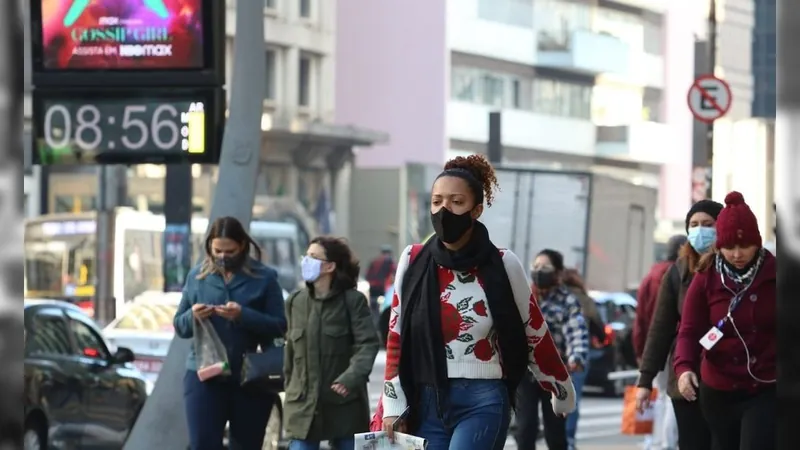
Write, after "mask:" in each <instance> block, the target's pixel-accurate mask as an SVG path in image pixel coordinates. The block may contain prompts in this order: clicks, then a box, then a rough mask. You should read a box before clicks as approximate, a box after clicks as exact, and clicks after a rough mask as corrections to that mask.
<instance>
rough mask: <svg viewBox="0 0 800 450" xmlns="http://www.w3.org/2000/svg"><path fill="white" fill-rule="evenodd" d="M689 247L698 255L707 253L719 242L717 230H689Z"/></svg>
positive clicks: (701, 229) (700, 228) (705, 229)
mask: <svg viewBox="0 0 800 450" xmlns="http://www.w3.org/2000/svg"><path fill="white" fill-rule="evenodd" d="M688 239H689V245H691V246H692V248H694V250H695V251H696V252H697V253H705V252H707V251H708V249H710V248H711V246H712V245H714V241H716V240H717V230H716V228H714V227H694V228H689V236H688Z"/></svg>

#####

• Goal of the exercise: Using the records above, select and copy every line that has the word "instance".

• Result of the task:
Write, after "mask:" in each <instance> block, the target's pixel-accurate mask as an SVG path in image pixel coordinates. The block may contain prompts in this order: clicks, then a box, then a rough mask. You should read a box before clicks as approximate, a box after clicks as exact, and clicks after a rough mask as corrections to that mask.
<instance>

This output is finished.